> _Recorded data_:

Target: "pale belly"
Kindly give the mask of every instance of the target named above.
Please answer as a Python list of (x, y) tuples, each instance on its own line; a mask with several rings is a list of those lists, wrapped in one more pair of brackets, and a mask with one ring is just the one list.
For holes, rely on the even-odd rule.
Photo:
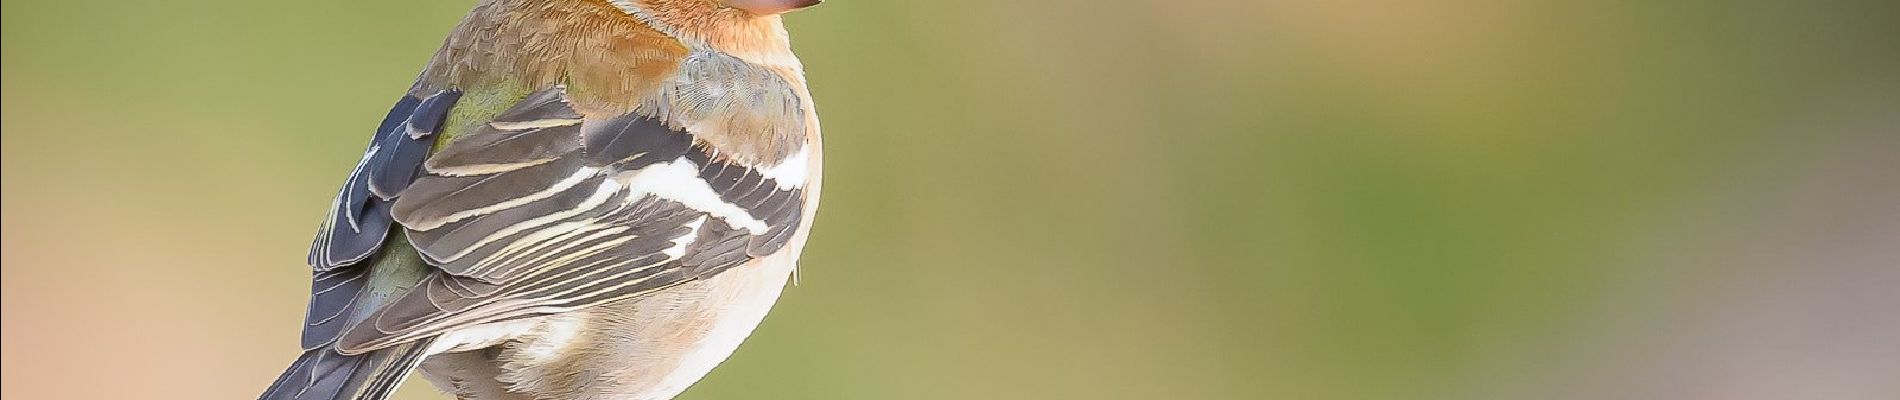
[(436, 341), (421, 369), (470, 400), (670, 399), (751, 335), (797, 253), (581, 312), (457, 330)]

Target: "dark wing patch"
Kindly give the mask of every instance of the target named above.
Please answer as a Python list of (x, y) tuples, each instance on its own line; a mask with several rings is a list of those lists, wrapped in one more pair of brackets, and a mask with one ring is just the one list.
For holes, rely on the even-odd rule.
[(746, 254), (763, 256), (777, 252), (791, 241), (793, 229), (804, 216), (805, 195), (800, 190), (780, 190), (778, 183), (752, 168), (712, 159), (705, 152), (691, 152), (686, 159), (701, 165), (699, 178), (725, 199), (765, 222), (765, 232), (749, 236)]
[(428, 158), (429, 149), (435, 147), (435, 132), (442, 127), (449, 106), (460, 97), (460, 92), (443, 92), (423, 99), (408, 121), (385, 134), (382, 142), (372, 147), (376, 149), (375, 154), (367, 163), (372, 168), (364, 171), (369, 176), (371, 194), (382, 200), (394, 199), (396, 193), (415, 182), (416, 173), (422, 170), (422, 160)]
[(345, 352), (572, 310), (712, 276), (790, 241), (799, 187), (636, 114), (529, 95), (437, 150), (391, 215), (441, 269), (350, 328)]
[(375, 254), (389, 236), (394, 193), (415, 180), (435, 132), (460, 92), (427, 97), (403, 96), (370, 138), (369, 150), (337, 191), (330, 212), (310, 246), (310, 306), (304, 316), (303, 347), (336, 341), (351, 323), (349, 314), (368, 285), (368, 268), (357, 264)]
[(461, 92), (441, 91), (427, 98), (404, 96), (383, 118), (363, 160), (338, 191), (330, 215), (310, 246), (310, 266), (319, 271), (353, 265), (382, 247), (389, 233), (390, 200), (415, 180), (434, 146), (436, 130)]
[(475, 134), (438, 149), (424, 165), (430, 173), (443, 176), (492, 174), (545, 163), (574, 151), (580, 143), (563, 139), (573, 135), (581, 116), (567, 107), (560, 94), (529, 95)]
[(304, 350), (335, 342), (350, 324), (348, 314), (360, 297), (357, 294), (369, 285), (369, 268), (337, 268), (314, 274), (310, 278), (310, 307), (304, 313)]
[(580, 158), (587, 165), (612, 165), (621, 171), (672, 161), (693, 150), (692, 135), (674, 132), (652, 118), (632, 115), (583, 125), (580, 135)]

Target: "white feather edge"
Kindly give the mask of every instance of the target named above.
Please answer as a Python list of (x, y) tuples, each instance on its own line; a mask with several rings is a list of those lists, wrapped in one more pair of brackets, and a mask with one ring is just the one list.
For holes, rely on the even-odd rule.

> _Task directions_: Although the records contain pictures, the copy should hold only their text, reproduced exactly.

> _Answer to this task_:
Target: "pale belly"
Kindly give the mask of every instance of the target named above.
Please answer as a Python list of (x, y) tuples, each instance on its own line; a mask with several rings is a list of those lists, wrapped in one more pair of brackets, and a mask with one ring is just the one list.
For holes, rely on the even-odd rule.
Photo:
[(436, 341), (421, 369), (470, 400), (670, 399), (751, 335), (797, 253), (581, 312), (457, 330)]

Target: "dark wing patch"
Kindly give the mask of every instance of the target named above.
Please answer as a Python list of (x, y) tuples, each instance on its own line; a mask with several rings is a list of those lists, wrapped in one more pair of brackets, and a mask with one ring is just the one list.
For holes, rely on the even-odd rule.
[(746, 254), (763, 256), (777, 252), (791, 241), (793, 229), (804, 216), (805, 195), (800, 190), (780, 190), (778, 183), (752, 168), (712, 159), (705, 152), (691, 152), (686, 159), (701, 165), (699, 178), (725, 199), (765, 222), (765, 232), (749, 236)]
[(428, 158), (429, 149), (435, 147), (435, 132), (442, 127), (449, 106), (460, 97), (460, 92), (443, 92), (423, 99), (408, 121), (385, 134), (382, 142), (372, 147), (376, 149), (375, 154), (367, 163), (372, 168), (364, 171), (369, 176), (371, 194), (382, 200), (394, 199), (396, 193), (415, 182), (416, 173), (422, 170), (422, 160)]
[(345, 352), (572, 310), (712, 276), (790, 241), (799, 187), (636, 114), (529, 95), (437, 150), (391, 215), (441, 269), (350, 328)]
[(375, 254), (389, 236), (394, 193), (415, 180), (435, 132), (460, 92), (427, 97), (403, 96), (370, 138), (369, 150), (337, 191), (330, 212), (310, 246), (310, 306), (304, 316), (303, 347), (336, 341), (351, 323), (349, 314), (368, 285), (368, 268), (357, 264)]
[(461, 92), (441, 91), (427, 98), (404, 96), (383, 118), (363, 160), (338, 191), (330, 215), (310, 246), (310, 266), (319, 271), (353, 265), (382, 247), (389, 233), (390, 200), (415, 180), (434, 146), (436, 130)]
[(475, 134), (438, 149), (424, 165), (430, 173), (443, 176), (492, 174), (545, 163), (574, 151), (580, 143), (563, 139), (573, 135), (581, 116), (567, 107), (560, 94), (529, 95)]
[(304, 350), (335, 342), (350, 324), (348, 314), (360, 297), (357, 294), (369, 285), (369, 268), (337, 268), (314, 274), (310, 278), (310, 307), (304, 313)]
[(580, 158), (587, 165), (612, 165), (621, 171), (672, 161), (693, 150), (692, 135), (674, 132), (652, 118), (632, 115), (583, 125), (580, 135)]

Target: "white feather edge"
Kindly give the mask of every instance of the target named above.
Please answer as a Python list of (x, y) tuples, each instance on its own line; a mask with several rings is a list of those lists, wrapped in one more pair of brackets, and a mask with one ring is just the one list.
For holes, rely on the even-odd rule.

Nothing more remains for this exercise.